----- VORLIEGENDER TEXT
Endter: Die Männer haben mit dem Alter allerdings viel weniger Probleme. Sie nehmen es leichter an als die Frauen. Sie haben Schwierigkeiten, weil das Bild der älteren Frauen nicht dem Körperbild der auf Jugendlichkeit fixierten Gesellschaft entspricht. Das männliche Alter ist dagegen mit Statusgewinn verknüpft. Der ältere Mann hat häufig etwas erreicht, was finanziell messbar ist. Die weibliche Berufsbiografie heutiger älterer Frauen ist dagegen nicht immer vom Erwerbsleben gekennzeichnet. Und für beide Geschlechter gilt noch immer: Beige ist die Farbe des Alters.
Was müsste sich ändern?
Endter: Es wird sich definitiv etwas ändern, weil Frauen berufsbiografisch heutzutage andere Wege gehen. Dadurch werden sie selbstbewusster und verschaffen sich jenseits ihres Körpers Anerkennungsquellen.
Sommer: Männer haben in Industrienationen trotzdem Schwierigkeiten mit dem physiologischen Alterungsprozess. Dazu gehören Libidoverlust und Erektionsstörungen. Viele fürchten den Verlust ihrer Vitalität.
Wie können Sie diesen Männern helfen?
----------
----- ANGEZEIGTE DATEN
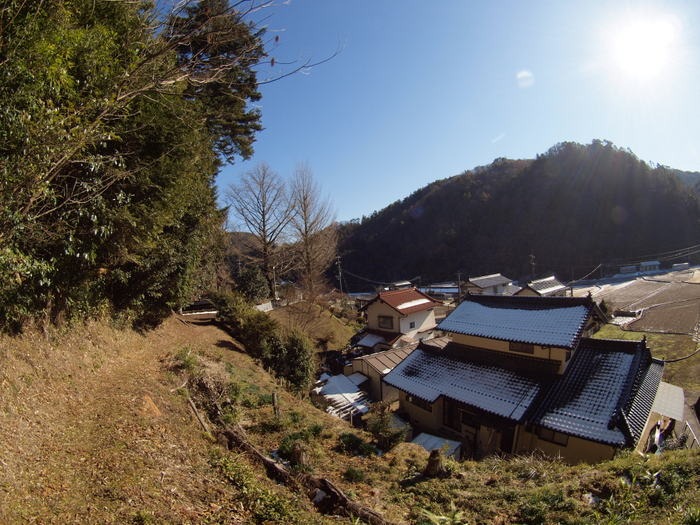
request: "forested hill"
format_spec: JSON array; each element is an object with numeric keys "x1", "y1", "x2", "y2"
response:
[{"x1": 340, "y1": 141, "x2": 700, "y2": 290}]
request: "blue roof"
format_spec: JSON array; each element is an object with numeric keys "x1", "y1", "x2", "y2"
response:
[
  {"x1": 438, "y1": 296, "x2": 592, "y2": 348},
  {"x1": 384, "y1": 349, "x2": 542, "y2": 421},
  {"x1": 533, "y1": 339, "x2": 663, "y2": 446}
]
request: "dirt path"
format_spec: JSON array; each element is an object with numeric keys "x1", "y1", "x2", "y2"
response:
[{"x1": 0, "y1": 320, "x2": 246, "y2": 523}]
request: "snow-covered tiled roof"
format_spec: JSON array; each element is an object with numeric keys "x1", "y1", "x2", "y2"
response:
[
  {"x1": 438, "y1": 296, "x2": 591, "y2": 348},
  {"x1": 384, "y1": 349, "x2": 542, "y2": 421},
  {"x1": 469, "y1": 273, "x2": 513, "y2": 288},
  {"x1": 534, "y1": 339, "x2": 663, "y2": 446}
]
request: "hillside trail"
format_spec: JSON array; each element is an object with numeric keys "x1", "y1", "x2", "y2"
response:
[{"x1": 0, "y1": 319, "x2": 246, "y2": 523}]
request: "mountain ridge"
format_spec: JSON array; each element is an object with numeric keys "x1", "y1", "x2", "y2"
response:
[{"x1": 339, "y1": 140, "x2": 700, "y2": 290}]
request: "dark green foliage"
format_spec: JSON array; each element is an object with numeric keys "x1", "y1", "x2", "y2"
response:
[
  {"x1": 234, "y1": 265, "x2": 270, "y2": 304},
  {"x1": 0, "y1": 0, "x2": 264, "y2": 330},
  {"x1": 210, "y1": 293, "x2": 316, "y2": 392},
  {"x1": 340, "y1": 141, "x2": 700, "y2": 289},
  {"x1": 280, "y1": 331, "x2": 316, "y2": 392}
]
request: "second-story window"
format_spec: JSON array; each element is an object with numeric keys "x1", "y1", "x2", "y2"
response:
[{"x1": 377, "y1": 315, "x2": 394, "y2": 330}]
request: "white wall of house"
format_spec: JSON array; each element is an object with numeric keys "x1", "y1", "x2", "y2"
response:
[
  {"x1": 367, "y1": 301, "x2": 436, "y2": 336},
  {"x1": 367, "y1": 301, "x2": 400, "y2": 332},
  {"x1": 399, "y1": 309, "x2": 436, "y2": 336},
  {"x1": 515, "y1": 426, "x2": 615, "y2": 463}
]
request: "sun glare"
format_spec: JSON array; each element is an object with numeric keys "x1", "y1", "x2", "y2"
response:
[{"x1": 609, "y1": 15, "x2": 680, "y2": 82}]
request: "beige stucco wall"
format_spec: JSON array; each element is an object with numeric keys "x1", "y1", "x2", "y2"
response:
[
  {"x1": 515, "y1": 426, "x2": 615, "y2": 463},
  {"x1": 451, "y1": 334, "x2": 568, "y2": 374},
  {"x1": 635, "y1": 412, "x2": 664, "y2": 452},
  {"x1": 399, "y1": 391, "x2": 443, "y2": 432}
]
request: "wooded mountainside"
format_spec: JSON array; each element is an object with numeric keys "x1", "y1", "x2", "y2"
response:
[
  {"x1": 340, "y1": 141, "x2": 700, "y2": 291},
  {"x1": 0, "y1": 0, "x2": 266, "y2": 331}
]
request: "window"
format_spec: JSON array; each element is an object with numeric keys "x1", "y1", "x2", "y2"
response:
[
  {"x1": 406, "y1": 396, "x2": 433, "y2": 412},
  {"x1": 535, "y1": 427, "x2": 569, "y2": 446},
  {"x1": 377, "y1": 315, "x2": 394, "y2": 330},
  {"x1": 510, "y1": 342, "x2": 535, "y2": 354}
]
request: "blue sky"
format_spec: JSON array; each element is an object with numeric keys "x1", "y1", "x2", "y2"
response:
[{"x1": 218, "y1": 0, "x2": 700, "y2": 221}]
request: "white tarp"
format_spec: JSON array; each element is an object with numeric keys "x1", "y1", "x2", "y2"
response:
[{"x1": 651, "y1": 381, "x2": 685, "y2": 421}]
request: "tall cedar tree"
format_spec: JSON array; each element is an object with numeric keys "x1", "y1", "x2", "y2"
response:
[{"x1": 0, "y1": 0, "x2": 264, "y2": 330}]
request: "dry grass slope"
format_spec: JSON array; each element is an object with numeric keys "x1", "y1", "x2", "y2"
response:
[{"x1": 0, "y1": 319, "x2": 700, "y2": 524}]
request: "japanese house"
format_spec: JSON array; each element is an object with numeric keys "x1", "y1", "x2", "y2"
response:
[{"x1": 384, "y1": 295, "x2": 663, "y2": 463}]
----------
Welche Farbe gilt laut dem Interview über das Altern für beide Geschlechter noch immer als Farbe des Alters? Die Einträge werden hierfür nicht benötigt.

Beige